[Dataset]
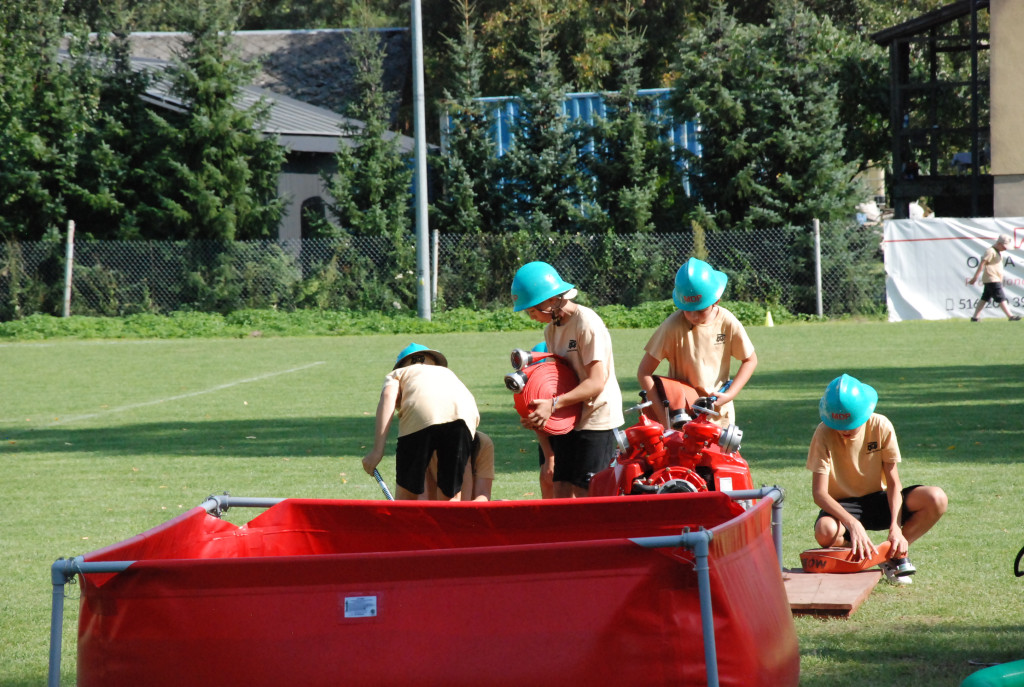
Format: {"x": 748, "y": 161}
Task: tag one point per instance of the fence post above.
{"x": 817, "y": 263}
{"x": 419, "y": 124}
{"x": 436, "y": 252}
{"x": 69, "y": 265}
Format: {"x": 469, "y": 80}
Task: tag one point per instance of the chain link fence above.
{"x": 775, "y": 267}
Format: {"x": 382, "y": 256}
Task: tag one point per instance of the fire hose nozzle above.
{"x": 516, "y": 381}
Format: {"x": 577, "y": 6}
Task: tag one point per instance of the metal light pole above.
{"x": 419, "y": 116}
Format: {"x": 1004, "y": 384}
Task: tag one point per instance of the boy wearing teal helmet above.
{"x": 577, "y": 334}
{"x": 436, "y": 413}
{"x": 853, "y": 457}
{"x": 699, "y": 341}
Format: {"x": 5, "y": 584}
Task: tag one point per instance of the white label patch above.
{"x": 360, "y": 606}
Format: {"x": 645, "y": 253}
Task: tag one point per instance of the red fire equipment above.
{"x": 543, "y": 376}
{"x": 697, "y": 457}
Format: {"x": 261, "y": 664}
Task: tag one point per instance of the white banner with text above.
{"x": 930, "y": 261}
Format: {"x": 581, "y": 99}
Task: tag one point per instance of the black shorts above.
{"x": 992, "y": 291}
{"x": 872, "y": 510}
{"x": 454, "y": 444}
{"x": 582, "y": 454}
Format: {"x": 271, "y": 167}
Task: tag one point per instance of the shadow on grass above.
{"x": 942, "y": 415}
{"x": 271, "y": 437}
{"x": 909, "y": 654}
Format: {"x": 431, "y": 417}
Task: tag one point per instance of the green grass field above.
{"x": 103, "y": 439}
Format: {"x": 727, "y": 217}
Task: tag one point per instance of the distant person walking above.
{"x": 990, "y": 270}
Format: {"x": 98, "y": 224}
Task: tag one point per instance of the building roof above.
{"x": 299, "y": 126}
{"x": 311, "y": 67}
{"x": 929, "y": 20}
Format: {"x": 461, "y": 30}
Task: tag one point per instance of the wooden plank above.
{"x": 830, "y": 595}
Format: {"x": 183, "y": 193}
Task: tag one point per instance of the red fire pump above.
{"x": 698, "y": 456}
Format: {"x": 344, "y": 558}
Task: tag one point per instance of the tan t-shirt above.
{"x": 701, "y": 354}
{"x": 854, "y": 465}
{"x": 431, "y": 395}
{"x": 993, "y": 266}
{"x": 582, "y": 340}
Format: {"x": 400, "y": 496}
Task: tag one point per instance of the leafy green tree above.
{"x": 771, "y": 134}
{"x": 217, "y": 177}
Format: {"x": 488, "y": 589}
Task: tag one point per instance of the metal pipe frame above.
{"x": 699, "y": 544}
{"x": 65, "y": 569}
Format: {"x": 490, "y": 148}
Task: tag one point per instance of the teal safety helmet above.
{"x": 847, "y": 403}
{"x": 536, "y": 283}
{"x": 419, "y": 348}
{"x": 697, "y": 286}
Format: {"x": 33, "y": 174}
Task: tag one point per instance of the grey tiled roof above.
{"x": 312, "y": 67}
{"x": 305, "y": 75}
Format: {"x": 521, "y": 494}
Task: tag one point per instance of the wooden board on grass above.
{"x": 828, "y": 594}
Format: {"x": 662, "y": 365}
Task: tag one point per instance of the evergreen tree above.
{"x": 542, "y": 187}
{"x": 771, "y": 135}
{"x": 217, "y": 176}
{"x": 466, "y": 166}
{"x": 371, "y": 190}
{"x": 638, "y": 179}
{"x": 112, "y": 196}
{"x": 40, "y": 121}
...
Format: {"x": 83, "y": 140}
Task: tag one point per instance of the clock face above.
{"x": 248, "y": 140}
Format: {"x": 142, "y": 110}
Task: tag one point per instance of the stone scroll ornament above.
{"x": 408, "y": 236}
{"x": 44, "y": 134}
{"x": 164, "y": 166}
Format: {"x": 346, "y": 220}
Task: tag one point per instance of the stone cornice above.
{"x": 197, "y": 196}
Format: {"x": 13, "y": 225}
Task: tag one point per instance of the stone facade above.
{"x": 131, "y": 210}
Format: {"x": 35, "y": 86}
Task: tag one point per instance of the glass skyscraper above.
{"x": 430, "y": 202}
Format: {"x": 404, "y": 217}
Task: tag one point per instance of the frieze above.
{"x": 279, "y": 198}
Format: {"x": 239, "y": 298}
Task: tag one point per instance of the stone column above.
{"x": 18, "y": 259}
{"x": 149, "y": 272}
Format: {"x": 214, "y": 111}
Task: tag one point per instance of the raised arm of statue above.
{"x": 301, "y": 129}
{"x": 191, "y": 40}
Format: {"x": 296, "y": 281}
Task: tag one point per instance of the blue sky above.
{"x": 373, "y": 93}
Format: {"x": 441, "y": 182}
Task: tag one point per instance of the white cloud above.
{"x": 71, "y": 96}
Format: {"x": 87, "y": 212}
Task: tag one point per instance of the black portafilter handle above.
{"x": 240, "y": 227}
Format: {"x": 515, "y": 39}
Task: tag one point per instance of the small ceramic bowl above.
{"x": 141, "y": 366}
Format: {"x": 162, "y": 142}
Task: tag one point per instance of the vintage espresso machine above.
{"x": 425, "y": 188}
==
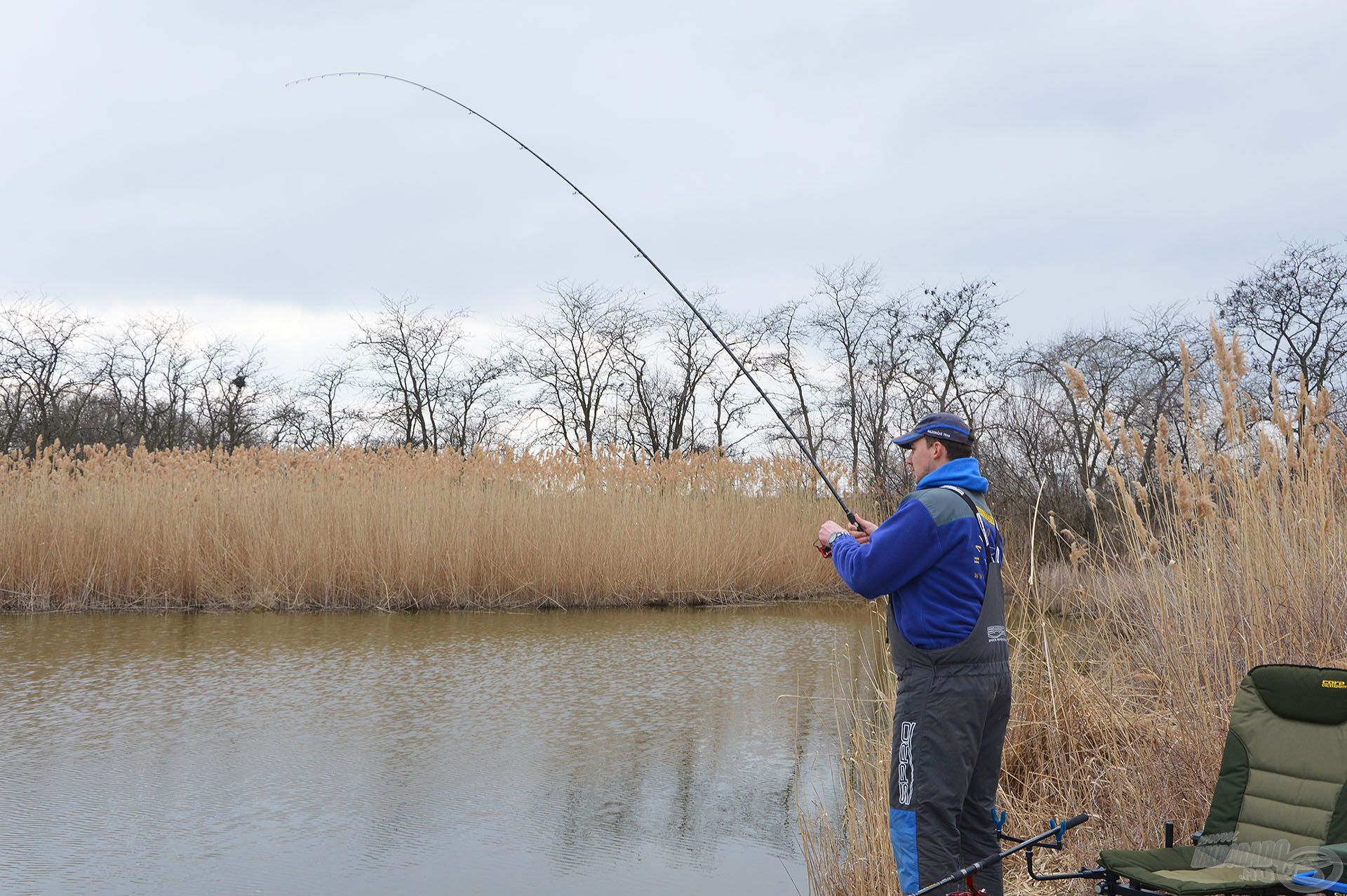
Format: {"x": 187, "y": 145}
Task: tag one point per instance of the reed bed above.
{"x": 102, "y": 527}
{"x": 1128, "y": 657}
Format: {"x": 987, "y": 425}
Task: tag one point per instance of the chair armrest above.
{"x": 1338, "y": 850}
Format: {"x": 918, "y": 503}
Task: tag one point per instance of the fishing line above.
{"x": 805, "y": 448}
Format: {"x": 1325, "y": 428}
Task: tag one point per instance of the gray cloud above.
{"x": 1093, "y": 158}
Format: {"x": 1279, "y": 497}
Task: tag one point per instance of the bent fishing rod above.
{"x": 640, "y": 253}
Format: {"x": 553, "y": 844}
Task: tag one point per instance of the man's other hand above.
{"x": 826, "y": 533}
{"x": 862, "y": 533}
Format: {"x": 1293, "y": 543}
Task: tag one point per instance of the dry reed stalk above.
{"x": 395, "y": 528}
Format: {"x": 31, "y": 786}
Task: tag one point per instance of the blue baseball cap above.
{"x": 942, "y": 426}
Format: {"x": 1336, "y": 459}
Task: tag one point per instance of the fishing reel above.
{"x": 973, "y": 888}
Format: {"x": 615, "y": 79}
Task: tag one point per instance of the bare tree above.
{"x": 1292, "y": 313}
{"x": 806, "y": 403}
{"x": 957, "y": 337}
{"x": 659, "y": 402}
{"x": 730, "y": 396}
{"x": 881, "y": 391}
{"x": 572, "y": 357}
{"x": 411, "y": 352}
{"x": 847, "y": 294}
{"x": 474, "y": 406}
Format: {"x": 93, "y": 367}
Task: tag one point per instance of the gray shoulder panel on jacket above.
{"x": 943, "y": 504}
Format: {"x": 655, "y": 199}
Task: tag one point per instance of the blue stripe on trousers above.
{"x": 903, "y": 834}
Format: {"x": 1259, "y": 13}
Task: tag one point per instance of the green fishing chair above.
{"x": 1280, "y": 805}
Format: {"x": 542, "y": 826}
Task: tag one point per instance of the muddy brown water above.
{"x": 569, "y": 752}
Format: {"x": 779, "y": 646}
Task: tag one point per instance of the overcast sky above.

[Short exercise] Return every line of the records that contains the word "blue", copying each one in full. Matching is case-sensitive.

[Completed task]
Task: tag one point per instance of the blue sky above.
Task: tag one point per instance of the blue baseball cap above.
Task: tag one point per instance of the blue stripe on trousers above.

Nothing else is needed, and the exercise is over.